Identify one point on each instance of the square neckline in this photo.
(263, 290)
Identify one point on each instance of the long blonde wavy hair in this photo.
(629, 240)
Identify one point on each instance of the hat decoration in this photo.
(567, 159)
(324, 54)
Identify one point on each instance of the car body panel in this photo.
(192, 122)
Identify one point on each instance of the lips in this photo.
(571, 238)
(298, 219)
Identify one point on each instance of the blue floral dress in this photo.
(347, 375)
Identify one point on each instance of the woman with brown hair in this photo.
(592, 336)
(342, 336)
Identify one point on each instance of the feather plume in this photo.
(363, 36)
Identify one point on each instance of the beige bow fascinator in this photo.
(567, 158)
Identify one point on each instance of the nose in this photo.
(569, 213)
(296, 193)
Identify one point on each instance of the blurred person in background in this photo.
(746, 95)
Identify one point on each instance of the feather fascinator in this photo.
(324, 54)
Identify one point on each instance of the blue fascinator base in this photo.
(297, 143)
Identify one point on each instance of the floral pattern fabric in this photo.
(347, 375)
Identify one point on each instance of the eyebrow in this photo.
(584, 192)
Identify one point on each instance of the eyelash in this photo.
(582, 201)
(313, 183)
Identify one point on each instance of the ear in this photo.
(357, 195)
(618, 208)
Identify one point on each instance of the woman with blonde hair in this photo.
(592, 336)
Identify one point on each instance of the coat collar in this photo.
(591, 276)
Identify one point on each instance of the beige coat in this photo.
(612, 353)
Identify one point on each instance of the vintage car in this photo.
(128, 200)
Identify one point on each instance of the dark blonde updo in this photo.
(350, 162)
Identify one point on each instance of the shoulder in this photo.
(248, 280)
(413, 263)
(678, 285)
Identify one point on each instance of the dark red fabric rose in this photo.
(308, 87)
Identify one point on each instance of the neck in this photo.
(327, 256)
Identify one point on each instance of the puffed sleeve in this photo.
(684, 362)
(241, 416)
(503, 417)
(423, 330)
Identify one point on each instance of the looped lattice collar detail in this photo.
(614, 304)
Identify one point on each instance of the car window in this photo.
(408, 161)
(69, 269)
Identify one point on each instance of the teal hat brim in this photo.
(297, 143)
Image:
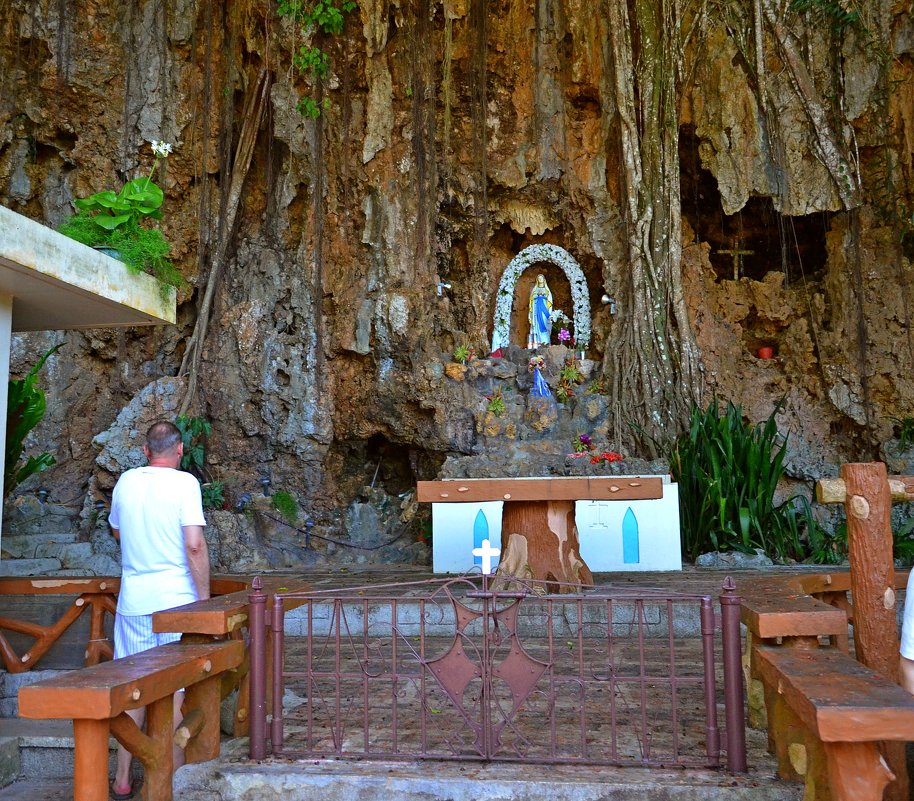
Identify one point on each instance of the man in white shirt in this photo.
(907, 638)
(157, 515)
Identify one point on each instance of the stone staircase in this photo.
(32, 748)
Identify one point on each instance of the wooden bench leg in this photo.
(160, 727)
(90, 760)
(785, 733)
(204, 697)
(856, 771)
(154, 749)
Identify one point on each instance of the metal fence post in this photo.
(733, 678)
(708, 633)
(277, 626)
(257, 599)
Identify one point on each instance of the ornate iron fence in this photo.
(455, 669)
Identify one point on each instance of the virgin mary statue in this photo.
(538, 314)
++++++++++
Given instruction: Rewrite all of the data above, swapping "in this photo" for "in this picture" everywhere it occurs and changing nothing else. Omit the pictures from your answer.

Task response:
Identify one point on each instance of the square neckline in this picture.
(263, 290)
Identify one point on each instance of the long blonde wavy hair in this picture.
(629, 240)
Identify one point on each instance of the hat decoration in this picture.
(567, 159)
(324, 54)
Identify one point on each instance of the car body panel in this picture.
(192, 122)
Identify one point on each instance of the lips in this picture.
(571, 238)
(298, 219)
Identify one point on each instance of the blue floral dress in this picture.
(347, 375)
Identify one point on each instance of the woman with brown hair in this picture.
(592, 336)
(342, 336)
Identify one point on each instance of the feather plume in this picture.
(363, 36)
Identify one point on each instance of the beige bow fascinator in this picture.
(567, 158)
Identify one point on each instance of the nose in this picture.
(569, 213)
(296, 193)
Identify one point on each instance of the blurred person in background in this picture.
(746, 95)
Identify one point on each instance of the feather fascinator in this picture.
(324, 54)
Identify one point on each instance of the blue fascinator base in this picture.
(297, 143)
Identify one point on each instance of the floral pattern fabric in this picture.
(347, 375)
Identify one point on each instance of the eyebrow in this picture.
(584, 192)
Identify one point on each instance of the eyelash in this picture.
(582, 201)
(313, 183)
Identify one point on each instance of the ear in this picture.
(357, 195)
(618, 208)
Identify one point on each instance of the woman with blonde hair in this picture.
(592, 336)
Identify one point on each instance of the coat collar in this picture.
(591, 276)
Identify one point on each instance of the beige coat in this picture.
(612, 353)
Identify one point on each instance of the vintage car in this picture.
(128, 200)
Identify one point on each instance of the dark blonde updo in this picture.
(350, 162)
Identify one point on each instance of the shoulder in this picture.
(248, 280)
(413, 263)
(678, 285)
Identify one point on each instance of the dark red fabric rose in this picture.
(308, 87)
Identify one point on each instance of the neck in this picture.
(327, 256)
Identify one point on each instance of the puffed sleeve in this picture.
(684, 362)
(241, 416)
(503, 417)
(423, 330)
Identify one point on each instance of the looped lattice collar detail in this picture.
(614, 304)
Identify one point on each instance of the car window in this picture.
(408, 161)
(69, 269)
Identify one point on each instance of the teal hat brim in this picture.
(297, 143)
Image:
Identify one point on each instance of the man in white shirt in this picture.
(907, 638)
(157, 515)
Identify one point on each instance of the stone staircase in this picture.
(32, 748)
Identify one point on each instance of the wooden bench leg in this picture.
(160, 727)
(90, 760)
(785, 733)
(204, 697)
(856, 771)
(154, 749)
Identify one point on each instance of the metal fence post in this picture.
(733, 678)
(708, 633)
(277, 626)
(257, 599)
Identify one point on each instance of the ornate iron fence in this picture.
(455, 669)
Identify one point on each instance of the virgin mary statue in this picture.
(538, 314)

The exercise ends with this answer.